• Task item: Check each line below for the word "dome", and copy those that have it.

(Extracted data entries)
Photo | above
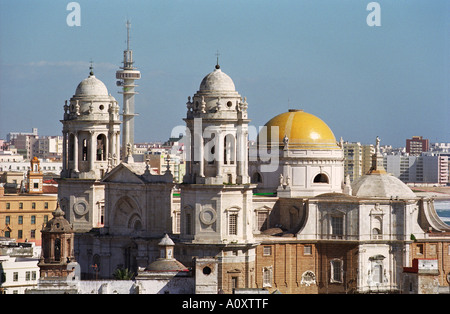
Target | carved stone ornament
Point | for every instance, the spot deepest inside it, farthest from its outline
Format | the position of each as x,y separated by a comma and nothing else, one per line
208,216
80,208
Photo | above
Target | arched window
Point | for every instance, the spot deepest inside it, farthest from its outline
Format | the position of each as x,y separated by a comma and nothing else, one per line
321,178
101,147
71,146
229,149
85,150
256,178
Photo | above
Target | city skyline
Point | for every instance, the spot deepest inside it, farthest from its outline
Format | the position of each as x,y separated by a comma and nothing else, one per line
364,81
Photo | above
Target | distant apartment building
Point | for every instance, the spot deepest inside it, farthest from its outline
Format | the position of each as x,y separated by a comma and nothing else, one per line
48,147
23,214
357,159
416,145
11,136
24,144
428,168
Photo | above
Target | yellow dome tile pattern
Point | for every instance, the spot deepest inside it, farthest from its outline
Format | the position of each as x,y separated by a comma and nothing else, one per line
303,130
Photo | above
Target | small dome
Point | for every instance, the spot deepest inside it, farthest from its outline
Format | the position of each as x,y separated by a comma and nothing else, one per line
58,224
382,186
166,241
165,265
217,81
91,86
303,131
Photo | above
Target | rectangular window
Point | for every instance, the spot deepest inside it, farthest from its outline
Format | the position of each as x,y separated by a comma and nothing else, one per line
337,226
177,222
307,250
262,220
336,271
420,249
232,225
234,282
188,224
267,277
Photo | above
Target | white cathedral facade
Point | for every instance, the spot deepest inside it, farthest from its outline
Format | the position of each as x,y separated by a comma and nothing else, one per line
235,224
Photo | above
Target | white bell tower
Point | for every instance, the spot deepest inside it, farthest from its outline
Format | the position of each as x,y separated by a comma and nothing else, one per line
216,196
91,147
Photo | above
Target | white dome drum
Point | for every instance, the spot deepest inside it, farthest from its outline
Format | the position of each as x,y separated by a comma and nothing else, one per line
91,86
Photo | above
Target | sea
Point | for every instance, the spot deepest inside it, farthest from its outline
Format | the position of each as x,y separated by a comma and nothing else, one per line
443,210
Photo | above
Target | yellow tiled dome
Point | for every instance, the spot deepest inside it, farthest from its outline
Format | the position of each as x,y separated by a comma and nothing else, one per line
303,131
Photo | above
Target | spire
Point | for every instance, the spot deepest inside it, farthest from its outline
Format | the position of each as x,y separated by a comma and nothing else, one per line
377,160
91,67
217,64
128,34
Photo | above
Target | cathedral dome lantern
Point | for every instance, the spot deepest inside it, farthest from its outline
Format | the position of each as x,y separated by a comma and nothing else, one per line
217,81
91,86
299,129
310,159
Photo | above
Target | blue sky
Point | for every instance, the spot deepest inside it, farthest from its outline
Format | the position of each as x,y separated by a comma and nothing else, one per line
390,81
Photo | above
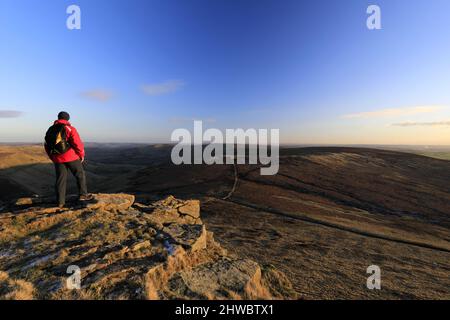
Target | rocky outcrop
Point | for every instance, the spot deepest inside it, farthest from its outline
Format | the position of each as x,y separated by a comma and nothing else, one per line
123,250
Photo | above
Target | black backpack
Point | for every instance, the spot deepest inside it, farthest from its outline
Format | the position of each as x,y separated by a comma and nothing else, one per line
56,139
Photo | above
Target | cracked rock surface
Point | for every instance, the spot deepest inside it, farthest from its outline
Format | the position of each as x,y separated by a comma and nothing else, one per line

• Task result:
Target | yellow dome tile pattern
Target | small dome
Target | white dome drum
Target | yellow tiled dome
Target | cathedral dome lantern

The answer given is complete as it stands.